#### Task instructions:
Each entry below must be repeated word for word.

#### Records shown:

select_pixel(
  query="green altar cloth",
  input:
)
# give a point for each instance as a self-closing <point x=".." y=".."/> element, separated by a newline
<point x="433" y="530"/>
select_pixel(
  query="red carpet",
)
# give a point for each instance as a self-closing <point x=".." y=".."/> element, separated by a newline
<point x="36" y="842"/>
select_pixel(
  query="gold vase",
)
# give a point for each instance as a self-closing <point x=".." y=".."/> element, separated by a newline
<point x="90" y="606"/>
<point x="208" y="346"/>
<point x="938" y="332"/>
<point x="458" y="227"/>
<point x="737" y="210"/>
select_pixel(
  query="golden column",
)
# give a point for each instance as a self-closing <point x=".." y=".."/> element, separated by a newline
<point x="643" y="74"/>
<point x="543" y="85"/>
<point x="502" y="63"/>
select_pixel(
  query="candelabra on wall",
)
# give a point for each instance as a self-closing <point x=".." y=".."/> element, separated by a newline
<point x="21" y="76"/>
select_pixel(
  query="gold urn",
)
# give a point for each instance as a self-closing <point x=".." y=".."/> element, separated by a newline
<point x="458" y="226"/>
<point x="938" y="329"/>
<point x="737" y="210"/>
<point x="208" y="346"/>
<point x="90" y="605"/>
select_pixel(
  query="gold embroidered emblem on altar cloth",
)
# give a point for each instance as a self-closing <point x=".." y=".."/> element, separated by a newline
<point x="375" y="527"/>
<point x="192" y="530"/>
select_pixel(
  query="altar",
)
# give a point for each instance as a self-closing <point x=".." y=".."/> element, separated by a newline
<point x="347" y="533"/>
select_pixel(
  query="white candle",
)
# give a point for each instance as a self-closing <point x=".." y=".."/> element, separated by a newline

#### The result:
select_pixel(
  query="green altar cloth",
  input:
)
# give a point for each instance as a self-closing <point x=".." y=".."/> element, separated by a newline
<point x="433" y="530"/>
select_pixel(
  query="red carpet",
)
# give a point for each instance as a self-closing <point x=".." y=".."/> element, separated by a newline
<point x="36" y="842"/>
select_pixel(
  query="gold vase",
)
# give a point for each instance as a self-closing <point x=".." y=".."/> element, separated by a newline
<point x="90" y="606"/>
<point x="208" y="346"/>
<point x="938" y="332"/>
<point x="458" y="227"/>
<point x="737" y="210"/>
select_pixel(
  query="golden column",
)
# give a point for each instance as a self-closing <point x=".." y=".."/> element, separated by a newline
<point x="643" y="74"/>
<point x="543" y="85"/>
<point x="502" y="63"/>
select_pixel(
  query="candelabra on wall",
)
# give a point for each instance as a self-closing <point x=".." y=".."/> element, separated by a newline
<point x="21" y="76"/>
select_pixel(
  query="gold urn",
)
# give a point for each instance as a self-closing <point x=".." y=".."/> element, separated by a newline
<point x="458" y="226"/>
<point x="938" y="329"/>
<point x="737" y="210"/>
<point x="208" y="346"/>
<point x="90" y="605"/>
select_pixel(
  query="gold embroidered emblem on altar cloth",
)
# give a point for each instance as a self-closing <point x=".." y=".."/> element, separated by a newline
<point x="375" y="527"/>
<point x="192" y="530"/>
select_pixel(
  query="altar",
)
# give a point for each instance as a self-closing <point x=".." y=".."/> element, separated by a newline
<point x="347" y="533"/>
select_pixel(
  query="white candle",
)
# give a point for each instance as a self-closing <point x=".." y=".."/> element, separated by a newline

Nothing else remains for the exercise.